— START OF Records provided —
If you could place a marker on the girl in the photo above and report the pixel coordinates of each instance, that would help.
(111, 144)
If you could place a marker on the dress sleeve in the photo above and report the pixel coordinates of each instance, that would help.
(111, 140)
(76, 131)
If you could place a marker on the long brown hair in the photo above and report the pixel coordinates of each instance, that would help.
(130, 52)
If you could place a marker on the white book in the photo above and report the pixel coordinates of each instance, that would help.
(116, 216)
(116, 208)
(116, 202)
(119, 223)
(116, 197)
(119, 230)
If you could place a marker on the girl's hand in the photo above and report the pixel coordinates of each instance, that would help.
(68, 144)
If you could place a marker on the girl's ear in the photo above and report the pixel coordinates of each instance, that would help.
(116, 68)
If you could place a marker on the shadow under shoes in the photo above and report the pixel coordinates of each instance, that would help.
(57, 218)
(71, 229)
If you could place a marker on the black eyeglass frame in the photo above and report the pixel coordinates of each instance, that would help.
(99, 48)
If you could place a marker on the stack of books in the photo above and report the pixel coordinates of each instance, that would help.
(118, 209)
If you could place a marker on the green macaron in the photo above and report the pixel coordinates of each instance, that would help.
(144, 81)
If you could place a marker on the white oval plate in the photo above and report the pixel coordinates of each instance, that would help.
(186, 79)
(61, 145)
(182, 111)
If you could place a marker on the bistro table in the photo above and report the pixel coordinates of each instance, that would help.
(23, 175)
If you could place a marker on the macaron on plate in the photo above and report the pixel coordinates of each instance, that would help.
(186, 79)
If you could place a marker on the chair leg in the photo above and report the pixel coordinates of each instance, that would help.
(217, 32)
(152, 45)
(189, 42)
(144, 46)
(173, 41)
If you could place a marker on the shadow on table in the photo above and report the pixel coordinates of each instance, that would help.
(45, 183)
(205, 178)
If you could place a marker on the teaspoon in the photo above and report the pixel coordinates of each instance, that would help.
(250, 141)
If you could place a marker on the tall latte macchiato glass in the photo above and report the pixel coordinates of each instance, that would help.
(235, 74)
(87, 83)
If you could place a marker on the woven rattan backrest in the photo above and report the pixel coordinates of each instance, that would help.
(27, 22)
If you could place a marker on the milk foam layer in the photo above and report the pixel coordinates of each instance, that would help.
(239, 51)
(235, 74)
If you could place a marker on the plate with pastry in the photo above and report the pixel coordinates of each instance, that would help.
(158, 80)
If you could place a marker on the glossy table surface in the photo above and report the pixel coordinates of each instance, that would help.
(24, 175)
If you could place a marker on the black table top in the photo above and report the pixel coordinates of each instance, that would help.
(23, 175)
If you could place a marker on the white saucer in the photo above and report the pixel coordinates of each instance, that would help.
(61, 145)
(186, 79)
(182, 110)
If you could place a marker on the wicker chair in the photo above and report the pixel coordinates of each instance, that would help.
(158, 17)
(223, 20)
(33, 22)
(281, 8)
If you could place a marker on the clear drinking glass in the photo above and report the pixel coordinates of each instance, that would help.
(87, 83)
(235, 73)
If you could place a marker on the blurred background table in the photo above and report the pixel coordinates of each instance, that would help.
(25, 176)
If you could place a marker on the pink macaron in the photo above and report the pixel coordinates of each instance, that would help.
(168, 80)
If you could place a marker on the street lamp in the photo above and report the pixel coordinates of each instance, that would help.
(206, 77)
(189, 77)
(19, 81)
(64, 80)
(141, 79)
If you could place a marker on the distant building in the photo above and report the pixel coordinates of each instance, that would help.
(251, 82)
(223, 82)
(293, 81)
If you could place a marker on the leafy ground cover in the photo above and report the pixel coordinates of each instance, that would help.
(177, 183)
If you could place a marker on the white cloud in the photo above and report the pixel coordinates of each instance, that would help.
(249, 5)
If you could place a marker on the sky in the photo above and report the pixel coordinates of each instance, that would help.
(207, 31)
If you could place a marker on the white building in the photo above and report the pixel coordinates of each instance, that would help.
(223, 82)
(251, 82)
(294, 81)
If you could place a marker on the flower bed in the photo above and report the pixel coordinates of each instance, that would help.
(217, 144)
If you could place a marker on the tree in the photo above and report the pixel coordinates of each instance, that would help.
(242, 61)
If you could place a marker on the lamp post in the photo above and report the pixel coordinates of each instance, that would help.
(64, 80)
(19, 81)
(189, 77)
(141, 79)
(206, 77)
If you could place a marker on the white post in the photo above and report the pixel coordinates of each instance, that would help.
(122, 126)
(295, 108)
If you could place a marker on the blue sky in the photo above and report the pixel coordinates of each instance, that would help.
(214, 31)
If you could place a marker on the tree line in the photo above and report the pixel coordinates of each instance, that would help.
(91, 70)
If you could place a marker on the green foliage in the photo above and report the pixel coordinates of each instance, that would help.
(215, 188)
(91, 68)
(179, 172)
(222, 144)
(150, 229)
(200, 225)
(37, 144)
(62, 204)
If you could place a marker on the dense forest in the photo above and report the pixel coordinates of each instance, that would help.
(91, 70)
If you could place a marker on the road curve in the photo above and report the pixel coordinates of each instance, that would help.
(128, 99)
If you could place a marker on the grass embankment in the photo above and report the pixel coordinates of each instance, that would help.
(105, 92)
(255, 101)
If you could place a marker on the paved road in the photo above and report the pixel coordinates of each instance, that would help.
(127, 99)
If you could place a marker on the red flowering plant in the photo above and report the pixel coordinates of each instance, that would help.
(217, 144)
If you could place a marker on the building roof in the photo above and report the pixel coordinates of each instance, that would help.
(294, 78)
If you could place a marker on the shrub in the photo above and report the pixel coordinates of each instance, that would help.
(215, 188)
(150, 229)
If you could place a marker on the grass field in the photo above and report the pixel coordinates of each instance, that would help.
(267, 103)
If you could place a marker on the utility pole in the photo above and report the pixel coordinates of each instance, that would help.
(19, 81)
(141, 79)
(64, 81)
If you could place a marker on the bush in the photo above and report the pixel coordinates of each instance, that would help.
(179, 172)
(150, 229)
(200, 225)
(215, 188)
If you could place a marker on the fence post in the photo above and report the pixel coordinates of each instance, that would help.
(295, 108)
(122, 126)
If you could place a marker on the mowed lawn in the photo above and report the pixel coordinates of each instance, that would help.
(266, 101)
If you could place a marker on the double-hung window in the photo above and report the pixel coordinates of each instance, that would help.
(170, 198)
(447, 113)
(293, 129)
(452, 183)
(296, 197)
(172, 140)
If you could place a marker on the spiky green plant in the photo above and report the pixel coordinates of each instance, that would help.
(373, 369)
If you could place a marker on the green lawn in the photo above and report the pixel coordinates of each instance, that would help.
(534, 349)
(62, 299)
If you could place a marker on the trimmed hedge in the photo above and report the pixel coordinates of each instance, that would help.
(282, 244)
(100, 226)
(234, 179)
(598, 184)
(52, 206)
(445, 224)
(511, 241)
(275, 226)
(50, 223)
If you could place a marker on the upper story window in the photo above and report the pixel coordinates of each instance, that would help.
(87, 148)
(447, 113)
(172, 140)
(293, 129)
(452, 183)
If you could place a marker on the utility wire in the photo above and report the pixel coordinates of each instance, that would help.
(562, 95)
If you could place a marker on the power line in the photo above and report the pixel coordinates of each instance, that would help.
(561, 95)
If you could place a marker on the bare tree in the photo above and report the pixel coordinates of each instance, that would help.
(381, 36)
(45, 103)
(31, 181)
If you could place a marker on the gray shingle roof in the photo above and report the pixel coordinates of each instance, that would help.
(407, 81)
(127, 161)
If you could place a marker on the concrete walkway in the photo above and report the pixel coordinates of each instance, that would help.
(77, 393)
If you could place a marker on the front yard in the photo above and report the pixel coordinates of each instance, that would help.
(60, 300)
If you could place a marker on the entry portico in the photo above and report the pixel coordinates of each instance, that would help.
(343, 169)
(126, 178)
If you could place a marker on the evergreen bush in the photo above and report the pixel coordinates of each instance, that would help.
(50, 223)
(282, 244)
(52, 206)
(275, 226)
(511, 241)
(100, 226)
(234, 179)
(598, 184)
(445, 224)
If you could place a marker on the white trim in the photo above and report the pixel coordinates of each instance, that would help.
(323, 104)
— END OF Records provided —
Brief: Write the lines out verbatim, from the one with "If you could place a marker on the upper" through the last line of the entries, and stop there.

The output:
If you could place a marker on the upper story window in the photo above and report the pixel coordinates of each instance, that would help.
(87, 148)
(447, 113)
(172, 140)
(293, 129)
(452, 183)
If you could place a marker on the utility wire in the photo above and report the pixel coordinates of each instance, that would help.
(562, 95)
If you could place a marker on the power line in the photo above and report the pixel coordinates of each instance, that would help.
(561, 95)
If you could place a marker on the bare tree in the photo above and report the pixel coordinates of each instance, that would help.
(381, 36)
(45, 103)
(31, 181)
If you could place a marker on the gray shingle roof in the photo above and report the pixel coordinates of each instance, that would help.
(407, 81)
(127, 161)
If you could place a marker on the concrete walkway in the photo above and report the pixel coordinates of each instance, that would help.
(77, 393)
If you could place a marker on the front yard in the photo above and report the pixel coordinates of each instance, that would help.
(60, 300)
If you could place a marker on the entry portico in the photo above and report the pixel coordinates of each instance, that would help.
(343, 169)
(126, 178)
If you could place a marker on the evergreen bush in the photo above and report the pixel coordinates of each instance, that would help.
(50, 223)
(282, 244)
(52, 206)
(275, 226)
(511, 241)
(100, 226)
(234, 179)
(598, 184)
(445, 224)
If you could place a marker on the white trim in the photo above and report the pixel coordinates of each instance, that would help.
(323, 104)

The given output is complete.